> **EXERCISE GOAL**
Please copy word for word the lines of the entries below, starting with the line that contains "example: [192, 71]" and going on through the end of the entries.

> **INPUT**
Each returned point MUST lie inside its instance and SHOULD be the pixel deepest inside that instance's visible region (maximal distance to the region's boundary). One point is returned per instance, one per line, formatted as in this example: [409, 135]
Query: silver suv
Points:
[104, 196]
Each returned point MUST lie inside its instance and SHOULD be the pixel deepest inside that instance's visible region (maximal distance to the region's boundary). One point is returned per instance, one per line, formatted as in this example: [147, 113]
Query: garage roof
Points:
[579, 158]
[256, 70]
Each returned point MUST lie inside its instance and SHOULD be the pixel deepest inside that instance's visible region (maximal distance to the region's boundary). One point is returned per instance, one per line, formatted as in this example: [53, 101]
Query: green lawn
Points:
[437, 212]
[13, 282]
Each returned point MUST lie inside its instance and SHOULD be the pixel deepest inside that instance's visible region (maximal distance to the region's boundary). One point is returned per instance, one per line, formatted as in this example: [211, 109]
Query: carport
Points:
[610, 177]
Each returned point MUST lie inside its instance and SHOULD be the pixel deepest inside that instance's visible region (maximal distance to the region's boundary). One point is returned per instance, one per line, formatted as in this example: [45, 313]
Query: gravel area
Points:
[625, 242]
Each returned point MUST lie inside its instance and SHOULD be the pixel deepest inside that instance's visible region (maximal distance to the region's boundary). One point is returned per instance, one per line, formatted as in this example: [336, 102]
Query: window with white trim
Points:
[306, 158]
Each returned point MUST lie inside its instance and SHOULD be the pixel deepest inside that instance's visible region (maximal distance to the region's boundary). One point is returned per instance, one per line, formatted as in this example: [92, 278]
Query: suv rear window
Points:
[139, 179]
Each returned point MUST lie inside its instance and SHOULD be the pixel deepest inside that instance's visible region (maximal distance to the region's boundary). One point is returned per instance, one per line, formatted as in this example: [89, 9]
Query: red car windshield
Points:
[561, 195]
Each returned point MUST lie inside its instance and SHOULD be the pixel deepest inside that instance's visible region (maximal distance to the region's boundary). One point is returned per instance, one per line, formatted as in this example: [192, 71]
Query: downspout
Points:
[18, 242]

> **SOLUTION TO THIS PROBLEM**
Each returned point MUST lie inside its instance and SHOULD be the pixel deepest inside that instance's visible region (maximal distance to the region's boundary). One point is returned per instance, one per line, formatted as in this example: [192, 71]
Query: downspout
Points:
[18, 242]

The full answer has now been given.